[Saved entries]
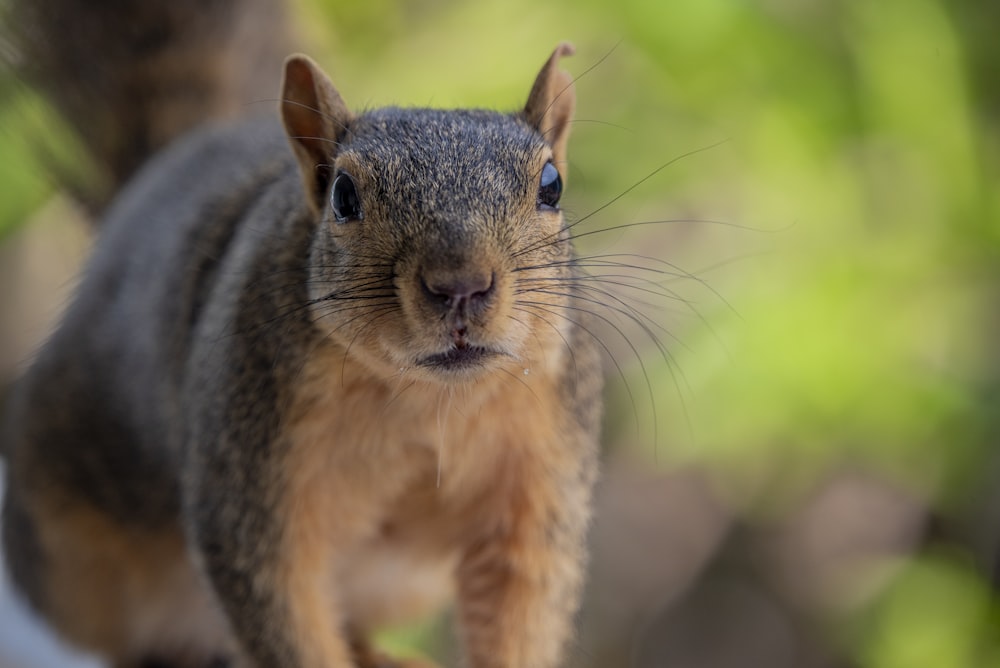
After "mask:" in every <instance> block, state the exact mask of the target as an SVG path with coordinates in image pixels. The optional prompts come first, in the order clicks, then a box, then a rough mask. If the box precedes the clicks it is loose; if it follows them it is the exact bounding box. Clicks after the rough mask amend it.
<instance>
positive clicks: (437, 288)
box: [5, 45, 601, 668]
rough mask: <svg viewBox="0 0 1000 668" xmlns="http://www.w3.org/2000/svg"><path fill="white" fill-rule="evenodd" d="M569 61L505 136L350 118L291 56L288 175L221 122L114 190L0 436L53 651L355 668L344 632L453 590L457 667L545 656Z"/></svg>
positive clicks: (582, 385)
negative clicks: (550, 160)
mask: <svg viewBox="0 0 1000 668" xmlns="http://www.w3.org/2000/svg"><path fill="white" fill-rule="evenodd" d="M569 52H571V50H570V49H569V47H568V46H565V45H563V46H560V47H559V48H558V49H557V50H556V51H555V53H554V54H553V56H552V57H551V58H550V59H549V60H548V61H547V63H546V65H545V66H544V67H543V69H542V71H541V72H540V74H539V75H538V77H537V80H536V82H535V85H534V86H533V88H532V92H531V94H530V96H529V100H528V103H527V105H526V106H525V108H524V111H523V112H522V113H520V114H518V115H512V116H503V115H500V114H495V113H493V112H437V111H428V110H415V111H406V110H385V111H381V110H379V111H375V112H370V113H368V114H364V115H359V116H354V115H353V114H351V113H350V112H349V111H347V108H346V106H345V105H344V103H343V100H342V99H341V98H340V95H339V93H338V92H337V91H336V89H335V88H334V87H333V85H332V83H330V82H329V80H328V79H327V78H326V76H325V75H324V74H323V73H322V72H321V71H320V70H319V69H318V68H317V67H316V66H315V64H314V63H312V62H311V61H309V60H308V59H306V58H304V57H301V56H296V57H293V58H291V59H290V60H289V61H288V63H287V66H286V75H285V81H284V84H283V86H284V87H283V92H284V96H283V99H284V100H285V102H284V103H283V105H282V116H283V121H284V127H285V132H286V133H287V138H288V140H289V141H290V144H291V147H292V152H291V153H292V154H293V155H294V159H293V157H292V155H288V154H287V153H280V152H278V151H276V149H275V148H274V146H273V145H272V144H271V142H272V139H273V138H272V137H271V135H270V134H269V132H270V131H266V132H265V131H260V132H258V130H257V129H256V126H244V127H241V128H238V130H237V131H236V132H222V133H219V134H216V135H208V136H207V137H202V138H196V139H194V140H192V141H191V143H190V144H188V145H187V146H184V147H181V148H179V149H177V151H176V152H174V153H170V154H168V156H167V157H165V158H164V159H163V160H162V162H160V163H158V164H156V165H154V167H153V168H151V169H150V170H149V171H148V172H147V174H146V176H145V178H144V179H142V180H140V181H139V182H138V183H137V184H136V185H135V186H133V188H132V189H131V190H129V191H127V192H126V194H125V195H124V197H123V200H122V201H121V202H120V203H119V204H118V205H117V208H116V210H115V216H113V217H112V219H111V220H110V221H109V224H108V227H107V229H108V231H107V233H106V235H105V237H104V238H103V239H102V240H101V244H100V247H99V250H98V252H97V255H96V256H95V259H94V262H93V263H92V266H91V268H90V270H89V272H88V276H87V278H86V279H85V280H84V282H83V285H82V287H81V293H80V296H79V298H78V300H77V303H76V304H74V306H73V308H71V310H70V313H69V314H68V316H67V319H66V321H65V322H64V324H63V325H62V327H61V328H60V330H59V331H58V332H57V333H56V335H55V336H54V337H53V339H52V341H50V342H49V344H48V345H47V346H46V348H45V350H43V352H42V353H41V354H40V357H39V361H38V363H36V365H35V367H34V368H33V369H32V371H31V372H29V374H28V376H27V378H26V379H25V382H24V383H23V384H22V387H21V388H20V390H19V399H18V401H16V402H15V406H14V408H13V410H12V411H11V415H10V418H11V419H10V421H9V423H8V424H9V427H8V437H9V440H10V445H11V447H10V453H11V462H12V473H13V475H14V479H13V480H12V484H11V486H10V489H9V491H8V499H7V507H8V509H7V511H5V512H6V513H7V515H8V526H7V529H6V530H5V543H6V545H7V548H8V550H9V552H10V559H11V563H12V566H13V571H14V575H15V579H16V580H17V581H18V583H19V586H20V587H21V588H22V590H23V591H24V592H25V593H26V594H27V595H28V596H29V598H30V599H31V600H32V602H33V603H34V604H35V606H36V607H37V608H38V609H39V610H40V611H41V612H43V613H44V614H45V615H46V616H47V617H48V618H49V620H50V621H51V622H52V624H53V625H54V626H55V627H56V628H57V629H59V630H60V631H61V632H62V633H63V634H64V635H65V636H66V637H67V638H69V639H71V640H73V641H75V642H77V643H79V644H81V645H84V646H86V647H89V648H91V649H94V650H96V651H99V652H102V653H104V654H105V655H107V656H108V657H109V658H111V659H112V660H113V661H114V662H115V663H116V665H119V666H129V665H137V664H140V663H141V662H143V661H148V660H156V661H159V662H162V663H167V664H168V665H171V666H184V667H192V668H193V667H198V668H204V667H206V666H208V665H210V664H211V662H212V661H214V660H215V659H217V658H224V659H226V660H228V661H230V662H231V664H232V665H235V666H240V667H242V666H253V665H255V666H259V667H260V668H264V667H271V666H274V667H276V668H277V667H279V666H280V667H282V668H286V667H287V668H347V667H348V666H358V667H361V668H367V667H369V666H370V667H371V668H377V667H379V666H391V665H397V664H394V663H393V662H391V661H389V660H388V659H386V658H384V657H381V656H380V655H378V654H377V652H375V651H374V650H372V649H371V648H370V646H369V645H368V641H367V637H368V635H369V633H370V632H371V631H372V630H373V629H375V628H377V627H379V626H381V625H384V624H387V623H394V622H398V621H400V620H401V619H408V618H411V617H412V616H415V615H421V614H426V613H427V612H429V611H432V610H434V609H436V608H438V607H440V606H441V605H442V604H443V603H444V602H446V601H447V600H448V599H449V597H450V596H452V595H453V596H455V597H456V598H457V617H458V621H459V626H460V628H459V635H460V637H461V640H462V643H463V646H464V648H465V654H466V657H467V658H466V661H467V664H468V665H469V666H470V668H554V667H555V666H557V665H558V664H559V663H560V662H561V660H562V659H563V655H564V652H565V647H566V645H567V642H568V641H569V639H570V637H571V626H572V617H573V614H574V611H575V609H576V605H577V602H578V600H579V595H580V589H581V583H582V578H583V570H584V560H585V555H584V532H585V528H586V525H587V522H588V518H589V506H590V490H591V486H592V484H593V481H594V477H595V475H596V450H597V448H596V438H597V431H598V423H599V417H600V391H601V374H600V365H599V360H598V356H597V354H596V347H595V342H594V341H593V340H592V339H591V337H590V335H589V334H588V331H587V322H586V309H580V308H576V307H575V306H576V304H577V302H576V301H575V300H576V299H577V297H576V293H575V292H574V285H575V284H574V280H576V279H577V276H576V274H575V273H574V272H575V269H574V267H573V255H572V248H571V246H570V242H569V236H568V233H567V231H566V229H565V221H564V220H563V218H562V214H561V213H560V212H559V211H558V209H556V208H554V207H552V206H542V204H541V202H540V199H539V195H538V189H539V188H540V186H539V178H540V174H541V172H542V170H543V166H544V165H545V164H546V163H547V162H548V161H550V160H551V161H552V162H553V163H554V164H556V165H560V164H564V162H565V147H566V137H567V133H568V127H569V125H568V123H569V118H570V115H571V113H572V109H573V96H572V90H571V89H570V88H569V80H568V76H567V75H565V74H564V73H562V72H560V71H559V70H558V68H557V62H558V59H559V57H560V56H561V55H565V54H567V53H569ZM400 128H404V129H405V128H411V129H410V130H407V132H408V133H409V134H400V133H401V132H403V130H400ZM258 134H259V135H260V137H258ZM261 137H262V138H261ZM481 146H486V147H487V148H489V149H490V151H489V152H486V153H483V154H480V153H478V152H477V150H478V149H479V148H480V147H481ZM276 156H277V157H276ZM428 156H429V157H430V162H428ZM407 160H409V161H411V162H412V163H413V165H419V166H420V168H419V169H418V168H417V167H414V166H412V165H410V164H409V163H407V162H406V161H407ZM213 161H218V167H217V166H216V163H215V162H213ZM456 161H457V162H456ZM296 163H297V167H298V169H297V170H296V169H295V165H296ZM219 168H225V169H227V170H228V171H225V172H224V173H223V172H222V171H220V170H219ZM296 172H298V173H296ZM202 174H207V175H209V176H208V177H204V178H203V177H202V176H201V175H202ZM276 174H277V176H275V175H276ZM344 174H349V175H350V177H351V178H352V183H354V184H355V185H356V188H357V192H358V195H357V197H358V199H359V201H360V202H361V204H360V205H359V206H361V207H362V209H361V210H362V211H363V215H360V214H359V215H358V216H356V218H357V219H353V220H336V219H335V218H336V216H335V212H334V211H333V210H332V208H331V204H329V200H330V190H331V185H332V184H333V183H334V181H335V179H337V178H338V177H340V176H342V175H344ZM209 177H210V178H209ZM213 179H214V180H213ZM303 183H304V186H305V187H304V189H303V188H302V184H303ZM385 189H388V190H389V191H390V192H388V193H384V192H381V191H382V190H385ZM163 215H166V218H167V219H168V220H169V224H163V225H158V224H157V223H158V222H159V220H160V219H159V218H158V216H163ZM142 224H146V225H149V226H150V227H149V228H146V229H140V228H138V227H137V226H139V225H142ZM150 230H152V232H151V231H150ZM152 233H156V234H160V235H162V237H161V238H159V239H155V238H154V239H151V238H150V236H149V235H150V234H152ZM204 258H208V260H205V259H204ZM216 263H217V264H216ZM164 281H165V282H166V283H164ZM174 282H176V284H177V285H181V286H184V288H183V289H177V288H175V287H173V286H174V285H175V283H174ZM131 290H136V291H137V294H136V295H133V294H132V293H131V292H130V291H131ZM123 332H127V333H128V334H127V336H123V334H122V333H123ZM56 414H57V415H58V419H55V420H53V419H52V418H51V416H52V415H56ZM150 499H159V502H158V503H150V502H149V500H150ZM144 504H145V505H144ZM147 506H148V507H147ZM35 557H37V558H35ZM109 597H110V598H109ZM398 665H409V666H413V667H414V668H415V667H416V666H417V665H418V664H417V663H416V662H410V663H407V664H398Z"/></svg>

## What is needed
Using the records above, set down exactly the lines from the one with "positive clicks: (437, 288)" through the one with "positive clicks: (582, 385)", inclusive, and nothing more.

## Written reply
positive clicks: (437, 288)
box: [5, 45, 601, 668]
rough mask: <svg viewBox="0 0 1000 668" xmlns="http://www.w3.org/2000/svg"><path fill="white" fill-rule="evenodd" d="M569 61L505 136L350 118L291 56L288 175L221 122L114 190L0 436L53 651L355 668L344 632L453 590L457 667L545 656Z"/></svg>
positive clicks: (582, 385)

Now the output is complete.